Exercise goal
Starting at the line that contains "The component shall return one point per instance of the girl" and continuing through the last of the items, copy the lines again with "clear sky" swapped for "cloudless sky" and nothing else changed.

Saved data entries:
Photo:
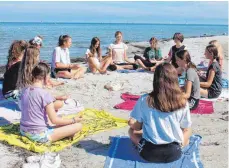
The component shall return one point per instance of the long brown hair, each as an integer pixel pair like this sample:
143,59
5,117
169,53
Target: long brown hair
30,59
218,46
212,49
184,55
16,50
92,46
166,95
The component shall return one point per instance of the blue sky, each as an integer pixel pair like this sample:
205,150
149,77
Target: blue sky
116,12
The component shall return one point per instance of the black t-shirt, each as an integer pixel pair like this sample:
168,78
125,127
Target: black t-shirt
10,78
216,85
174,50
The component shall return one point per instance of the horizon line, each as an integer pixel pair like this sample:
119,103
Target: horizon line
60,22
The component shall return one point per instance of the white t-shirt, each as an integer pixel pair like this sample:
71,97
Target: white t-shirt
96,58
60,55
118,51
161,127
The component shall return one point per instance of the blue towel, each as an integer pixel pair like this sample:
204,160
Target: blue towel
130,71
122,154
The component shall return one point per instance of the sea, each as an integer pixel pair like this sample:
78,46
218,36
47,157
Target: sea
82,33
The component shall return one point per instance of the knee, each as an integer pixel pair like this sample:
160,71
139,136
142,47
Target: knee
130,132
77,127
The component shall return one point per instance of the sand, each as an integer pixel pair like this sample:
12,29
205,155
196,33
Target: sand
92,151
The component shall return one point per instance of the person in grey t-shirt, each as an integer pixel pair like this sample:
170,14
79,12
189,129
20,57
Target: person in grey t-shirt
212,87
192,85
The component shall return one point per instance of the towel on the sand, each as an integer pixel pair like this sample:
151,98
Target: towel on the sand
224,82
130,71
204,107
93,121
123,154
10,112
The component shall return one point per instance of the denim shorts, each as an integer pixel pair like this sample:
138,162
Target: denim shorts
42,137
163,153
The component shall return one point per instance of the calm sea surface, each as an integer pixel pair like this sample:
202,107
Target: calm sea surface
82,34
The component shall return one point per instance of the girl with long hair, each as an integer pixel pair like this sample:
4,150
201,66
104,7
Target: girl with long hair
117,51
212,86
152,56
61,64
37,104
94,57
192,81
164,117
15,56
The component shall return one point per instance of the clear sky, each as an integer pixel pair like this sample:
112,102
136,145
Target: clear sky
116,12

Full response
The component shall return one point per instance of the girl with long hair, each as an integer pixel pair like this sample:
4,150
201,66
104,7
Target: girl with long hair
117,51
212,86
152,56
61,64
37,104
94,57
192,81
164,117
15,56
The component shall return one point per instance of the cloudless sky, each as an integer pixel pair like this sample:
112,102
136,145
Target: cloudless sky
116,12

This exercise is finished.